Two C++ Features Win Over C Equivalents

Shao Voon Wong

5.00/5 (16 votes)

18 Feb 2024MIT5 min read

20.1K

259

Two C++ features win over C equivalents in performance

The tip explores the superior performance of C++ over C in sorting and summing operations, showcasing benchmarks that reveal significant speed advantages of C++ over C.

This short write-up is a tip that showcases two tricks C++ developers use to gain performance over C. As such, it is not eligible to participate in the CodeProject monthly article competition.

Introduction
C++ sort VS C qsort
C++ accumulate VS C Summing For Loop
Reference
History

Introduction

When it comes to performance, C is king, but there are two areas in which C++ is supreme over C: sorting and summing. When the benchmark results were revealed, the C programmers were baffled and intrigued, and finally, they were won over to the C++ side. In this tip, we examine the reason they are faster and see if it is still the case today by benchmarking.

C++ sort VS C qsort

In C, qsort is a de facto way to do QuickSort. qsort requires a comparator function to be provided as a function pointer to compare between two elements.

C++

// This comparison function is used in qsort
// to sort in descending order
int comparator(const void* p, const void* q)
{
    // Get the values at given addresses 
    const int64_t l = *(const int64_t*)p;
    const int64_t r = *(const int64_t*)q;

    // sort in descending order
    if (l > r) return -1;
    else if (l < r) return +1;
    else return 0;
}

const int size = 1000000;
int64_t arr[size];
qsort((void*)arr, size, sizeof(arr[0]), comparator);

In C++, std::sort is used to do sorting. A function object must be provided as a comparator function until the advent of C++11 where a lambda is sufficient. Before C++17, std::sort is implemented using QuickSort. In C++17, IntroSort is used instead because though QuickSort is the fastest sorting algorithm, its Achilles heel is the worst time performance of O(N²) when it comes to sorting an almost sorted array.

§ DATA LINES

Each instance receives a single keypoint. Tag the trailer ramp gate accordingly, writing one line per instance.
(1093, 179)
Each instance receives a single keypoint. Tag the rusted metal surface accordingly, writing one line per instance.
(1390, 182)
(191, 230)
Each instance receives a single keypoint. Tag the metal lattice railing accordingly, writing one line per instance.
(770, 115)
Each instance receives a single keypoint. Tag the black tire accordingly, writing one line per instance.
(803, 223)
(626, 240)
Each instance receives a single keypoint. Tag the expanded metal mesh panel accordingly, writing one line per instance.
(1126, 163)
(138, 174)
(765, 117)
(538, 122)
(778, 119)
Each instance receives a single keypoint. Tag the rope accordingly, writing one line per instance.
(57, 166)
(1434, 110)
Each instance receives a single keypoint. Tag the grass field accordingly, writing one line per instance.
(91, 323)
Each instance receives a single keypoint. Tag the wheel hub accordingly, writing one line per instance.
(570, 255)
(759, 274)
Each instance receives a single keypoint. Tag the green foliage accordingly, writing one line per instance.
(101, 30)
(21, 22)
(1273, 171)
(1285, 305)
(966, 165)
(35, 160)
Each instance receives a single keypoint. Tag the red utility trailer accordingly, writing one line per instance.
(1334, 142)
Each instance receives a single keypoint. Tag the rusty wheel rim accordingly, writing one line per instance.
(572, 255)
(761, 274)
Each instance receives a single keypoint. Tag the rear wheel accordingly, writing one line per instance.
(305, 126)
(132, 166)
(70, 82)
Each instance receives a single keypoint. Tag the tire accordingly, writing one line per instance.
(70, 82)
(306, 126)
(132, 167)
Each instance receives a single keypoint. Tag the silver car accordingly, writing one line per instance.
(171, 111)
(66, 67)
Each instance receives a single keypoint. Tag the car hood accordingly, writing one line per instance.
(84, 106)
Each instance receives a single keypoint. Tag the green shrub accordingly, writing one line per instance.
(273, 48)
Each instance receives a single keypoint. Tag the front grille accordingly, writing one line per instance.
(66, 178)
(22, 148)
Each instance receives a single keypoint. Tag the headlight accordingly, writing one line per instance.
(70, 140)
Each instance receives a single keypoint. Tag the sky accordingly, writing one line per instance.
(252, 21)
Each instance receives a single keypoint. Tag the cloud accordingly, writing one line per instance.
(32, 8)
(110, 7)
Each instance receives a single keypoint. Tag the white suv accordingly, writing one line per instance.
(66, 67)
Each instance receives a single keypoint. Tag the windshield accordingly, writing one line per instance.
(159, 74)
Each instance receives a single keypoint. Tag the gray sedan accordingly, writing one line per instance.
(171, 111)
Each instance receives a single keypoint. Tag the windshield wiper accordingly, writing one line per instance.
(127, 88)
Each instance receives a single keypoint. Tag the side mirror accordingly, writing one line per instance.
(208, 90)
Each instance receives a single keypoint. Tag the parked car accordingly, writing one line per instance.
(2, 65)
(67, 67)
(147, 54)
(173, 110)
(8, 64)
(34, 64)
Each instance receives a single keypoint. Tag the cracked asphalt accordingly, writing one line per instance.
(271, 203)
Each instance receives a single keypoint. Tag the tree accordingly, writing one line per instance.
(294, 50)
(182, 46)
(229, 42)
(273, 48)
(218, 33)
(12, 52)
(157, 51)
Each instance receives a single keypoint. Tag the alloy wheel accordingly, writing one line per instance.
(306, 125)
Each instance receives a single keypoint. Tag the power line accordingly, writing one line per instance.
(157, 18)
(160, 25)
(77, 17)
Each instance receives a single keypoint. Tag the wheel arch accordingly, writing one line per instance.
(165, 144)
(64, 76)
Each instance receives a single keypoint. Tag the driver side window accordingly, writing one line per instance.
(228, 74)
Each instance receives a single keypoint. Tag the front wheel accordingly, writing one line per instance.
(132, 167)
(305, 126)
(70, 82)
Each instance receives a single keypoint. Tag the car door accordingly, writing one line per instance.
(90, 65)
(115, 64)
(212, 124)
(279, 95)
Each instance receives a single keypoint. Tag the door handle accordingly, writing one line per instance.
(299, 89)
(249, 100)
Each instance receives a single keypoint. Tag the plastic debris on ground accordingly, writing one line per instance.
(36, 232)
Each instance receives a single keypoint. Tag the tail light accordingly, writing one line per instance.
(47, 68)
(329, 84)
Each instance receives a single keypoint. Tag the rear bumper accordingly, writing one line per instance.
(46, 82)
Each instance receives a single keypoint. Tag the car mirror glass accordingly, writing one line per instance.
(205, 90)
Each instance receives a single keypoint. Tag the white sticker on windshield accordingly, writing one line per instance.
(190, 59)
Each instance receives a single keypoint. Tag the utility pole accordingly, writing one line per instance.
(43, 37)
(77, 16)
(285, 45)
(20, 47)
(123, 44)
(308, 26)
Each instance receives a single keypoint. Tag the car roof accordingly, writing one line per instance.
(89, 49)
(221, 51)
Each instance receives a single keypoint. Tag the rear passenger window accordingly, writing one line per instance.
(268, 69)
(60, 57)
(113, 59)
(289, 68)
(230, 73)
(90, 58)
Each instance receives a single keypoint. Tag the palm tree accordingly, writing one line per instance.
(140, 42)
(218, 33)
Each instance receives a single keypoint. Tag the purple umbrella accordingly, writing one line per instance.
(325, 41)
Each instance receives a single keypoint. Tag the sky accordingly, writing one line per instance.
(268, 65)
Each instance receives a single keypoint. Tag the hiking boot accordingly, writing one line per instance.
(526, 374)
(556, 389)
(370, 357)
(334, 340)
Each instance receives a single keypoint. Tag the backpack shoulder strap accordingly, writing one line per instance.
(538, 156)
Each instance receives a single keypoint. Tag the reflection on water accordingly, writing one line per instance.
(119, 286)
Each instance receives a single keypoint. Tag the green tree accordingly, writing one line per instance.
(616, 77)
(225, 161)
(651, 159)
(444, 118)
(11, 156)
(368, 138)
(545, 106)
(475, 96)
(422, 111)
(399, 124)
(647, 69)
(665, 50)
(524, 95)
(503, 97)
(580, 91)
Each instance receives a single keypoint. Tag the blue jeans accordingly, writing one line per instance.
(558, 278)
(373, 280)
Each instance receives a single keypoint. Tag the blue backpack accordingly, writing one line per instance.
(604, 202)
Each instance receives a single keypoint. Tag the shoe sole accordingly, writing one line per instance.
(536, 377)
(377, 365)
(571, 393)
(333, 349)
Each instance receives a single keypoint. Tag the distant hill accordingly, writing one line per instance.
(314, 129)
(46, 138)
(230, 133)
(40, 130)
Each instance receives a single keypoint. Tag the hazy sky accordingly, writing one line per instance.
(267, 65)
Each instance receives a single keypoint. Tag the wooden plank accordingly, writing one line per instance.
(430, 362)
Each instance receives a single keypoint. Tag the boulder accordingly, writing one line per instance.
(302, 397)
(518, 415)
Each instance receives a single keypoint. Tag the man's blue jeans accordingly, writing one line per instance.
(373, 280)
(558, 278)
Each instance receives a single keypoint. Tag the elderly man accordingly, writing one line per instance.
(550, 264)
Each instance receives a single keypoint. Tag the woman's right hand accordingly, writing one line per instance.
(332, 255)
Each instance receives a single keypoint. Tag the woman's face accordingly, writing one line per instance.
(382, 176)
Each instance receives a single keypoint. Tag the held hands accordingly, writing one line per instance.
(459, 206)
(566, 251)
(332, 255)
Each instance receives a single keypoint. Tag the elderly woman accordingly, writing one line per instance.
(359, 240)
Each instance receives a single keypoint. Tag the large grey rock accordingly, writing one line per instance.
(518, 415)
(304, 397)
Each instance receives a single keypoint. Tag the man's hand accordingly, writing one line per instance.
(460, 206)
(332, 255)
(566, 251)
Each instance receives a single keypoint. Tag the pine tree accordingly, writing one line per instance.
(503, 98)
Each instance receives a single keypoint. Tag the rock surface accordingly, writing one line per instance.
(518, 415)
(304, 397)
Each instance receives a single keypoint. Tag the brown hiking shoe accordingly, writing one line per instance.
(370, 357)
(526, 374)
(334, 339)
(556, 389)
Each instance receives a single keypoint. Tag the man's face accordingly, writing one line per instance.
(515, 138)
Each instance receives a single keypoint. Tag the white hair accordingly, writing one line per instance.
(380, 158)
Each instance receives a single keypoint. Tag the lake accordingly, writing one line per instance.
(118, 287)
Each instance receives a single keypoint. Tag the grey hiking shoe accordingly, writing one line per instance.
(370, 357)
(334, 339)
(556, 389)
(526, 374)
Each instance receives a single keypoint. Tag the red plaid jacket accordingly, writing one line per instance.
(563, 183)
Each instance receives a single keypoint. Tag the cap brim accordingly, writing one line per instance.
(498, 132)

§ REQUESTS
1. According to the article, which algorithm is used to implement std::sort in C++17?
2. Rewrite the article's paragraph beginning "In C++, std::sort is used to do sorting" as a short bulleted list that keeps its main facts.
3. Reproduce the part of the article starting with "The tip explores" and going on through "today by benchmarking.".

§ SOLUTIONS TO THE TASKS
1. IntroSort.

2.
- C++ uses std::sort for sorting.
- Until C++11, a function object had to be provided as the comparator. From C++11, a lambda is sufficient.
- Before C++17, std::sort is implemented using QuickSort.
- In C++17, IntroSort is used instead. QuickSort is the fastest sorting algorithm, but its worst-case time is O(N²) when sorting an almost sorted array.

3.
The tip explores the superior performance of C++ over C in sorting and summing operations, showcasing benchmarks that reveal significant speed advantages of C++ over C.

This short write-up is a tip that showcases two tricks C++ developers use to gain performance over C. As such, it is not eligible to participate in the CodeProject monthly article competition.

Introduction
C++ sort VS C qsort
C++ accumulate VS C Summing For Loop
Reference
History

Introduction

When it comes to performance, C is king, but there are two areas in which C++ is supreme over C: sorting and summing. When the benchmark results were revealed, the C programmers were baffled and intrigued, and finally, they were won over to the C++ side. In this tip, we examine the reason they are faster and see if it is still the case today by benchmarking.